From mboxrd@z Thu Jan  1 00:00:00 1970
Return-Path: <gcc-patches-return-505967-listarch-gcc-patches=gcc.gnu.org@gcc.gnu.org>
Received: (qmail 48203 invoked by alias); 1 Aug 2019 09:38:08 -0000
Mailing-List: contact gcc-patches-help@gcc.gnu.org; run by ezmlm
Precedence: bulk
List-Id: <gcc-patches.gcc.gnu.org>
List-Archive: <http://gcc.gnu.org/ml/gcc-patches/>
List-Post: <mailto:gcc-patches@gcc.gnu.org>
List-Help: <mailto:gcc-patches-help@gcc.gnu.org>
Sender: gcc-patches-owner@gcc.gnu.org
Received: (qmail 48195 invoked by uid 89); 1 Aug 2019 09:38:08 -0000
Authentication-Results: sourceware.org; auth=none
X-Spam-SWARE-Status: No, score=-2.6 required=5.0 tests=AWL,BAYES_00,FREEMAIL_FROM,RCVD_IN_DNSWL_NONE,SPF_PASS autolearn=ham version=3.3.1 spammy=
X-HELO: mail-io1-f66.google.com
Received: from mail-io1-f66.google.com (HELO mail-io1-f66.google.com) (209.85.166.66) by sourceware.org (qpsmtpd/0.93/v0.84-503-g423c35a) with ESMTP; Thu, 01 Aug 2019 09:38:07 +0000
Received: by mail-io1-f66.google.com with SMTP id f4so142896976ioh.6        for <gcc-patches@gcc.gnu.org>; Thu, 01 Aug 2019 02:38:06 -0700 (PDT)
------------------------------------
WHAT YOU ARE ASKED TO DO:
What spam score do the email headers give the message?

Stored data:
------------------------------------
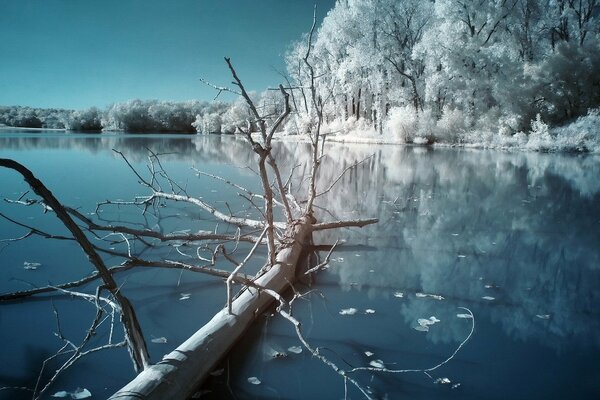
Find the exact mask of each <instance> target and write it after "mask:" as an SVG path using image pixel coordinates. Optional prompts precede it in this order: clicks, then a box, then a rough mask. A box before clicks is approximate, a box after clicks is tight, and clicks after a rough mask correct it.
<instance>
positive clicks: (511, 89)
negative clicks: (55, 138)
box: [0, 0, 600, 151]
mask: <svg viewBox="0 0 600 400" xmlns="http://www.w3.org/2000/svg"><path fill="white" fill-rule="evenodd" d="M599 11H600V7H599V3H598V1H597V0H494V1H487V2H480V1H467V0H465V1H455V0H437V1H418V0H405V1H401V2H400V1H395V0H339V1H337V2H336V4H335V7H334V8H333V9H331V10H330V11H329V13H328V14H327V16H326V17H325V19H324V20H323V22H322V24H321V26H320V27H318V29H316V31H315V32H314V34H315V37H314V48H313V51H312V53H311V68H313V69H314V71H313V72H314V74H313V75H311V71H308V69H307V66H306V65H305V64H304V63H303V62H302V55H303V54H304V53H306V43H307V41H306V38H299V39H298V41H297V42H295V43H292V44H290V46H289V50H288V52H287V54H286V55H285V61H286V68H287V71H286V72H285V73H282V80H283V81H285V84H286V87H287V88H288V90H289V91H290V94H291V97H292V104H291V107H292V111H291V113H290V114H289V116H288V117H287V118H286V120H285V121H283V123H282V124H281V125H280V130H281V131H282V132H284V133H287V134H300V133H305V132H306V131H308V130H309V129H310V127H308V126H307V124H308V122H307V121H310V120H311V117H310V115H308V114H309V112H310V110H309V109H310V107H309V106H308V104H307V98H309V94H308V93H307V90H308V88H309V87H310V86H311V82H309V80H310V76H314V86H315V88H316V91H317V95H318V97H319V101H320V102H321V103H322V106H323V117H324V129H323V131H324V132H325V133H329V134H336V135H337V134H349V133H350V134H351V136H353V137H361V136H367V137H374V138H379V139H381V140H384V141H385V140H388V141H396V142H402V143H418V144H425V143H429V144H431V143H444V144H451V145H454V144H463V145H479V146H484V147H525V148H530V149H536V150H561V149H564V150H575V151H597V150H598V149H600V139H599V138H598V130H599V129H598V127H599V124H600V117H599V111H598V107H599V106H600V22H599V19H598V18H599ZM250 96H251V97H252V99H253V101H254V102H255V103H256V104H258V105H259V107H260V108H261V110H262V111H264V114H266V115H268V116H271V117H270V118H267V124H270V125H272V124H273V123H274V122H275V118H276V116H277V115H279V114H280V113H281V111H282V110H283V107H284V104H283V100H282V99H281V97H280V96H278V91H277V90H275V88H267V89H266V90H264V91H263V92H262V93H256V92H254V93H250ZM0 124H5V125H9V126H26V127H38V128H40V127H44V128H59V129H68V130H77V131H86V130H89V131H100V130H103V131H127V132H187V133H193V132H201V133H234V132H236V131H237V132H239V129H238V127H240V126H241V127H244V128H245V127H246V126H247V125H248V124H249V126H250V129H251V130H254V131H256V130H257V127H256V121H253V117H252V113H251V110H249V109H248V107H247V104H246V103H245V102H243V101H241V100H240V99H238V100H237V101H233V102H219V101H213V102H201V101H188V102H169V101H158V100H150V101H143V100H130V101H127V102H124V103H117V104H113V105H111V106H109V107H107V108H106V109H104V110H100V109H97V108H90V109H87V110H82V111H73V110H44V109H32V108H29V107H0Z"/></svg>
------------------------------------
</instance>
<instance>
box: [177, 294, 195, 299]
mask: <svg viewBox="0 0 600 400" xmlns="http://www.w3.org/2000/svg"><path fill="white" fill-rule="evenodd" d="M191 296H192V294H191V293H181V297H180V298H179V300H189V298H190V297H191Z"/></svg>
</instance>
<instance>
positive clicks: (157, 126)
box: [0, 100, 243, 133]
------------------------------------
ANSWER SECTION:
A score of -2.6, with 5.0 required.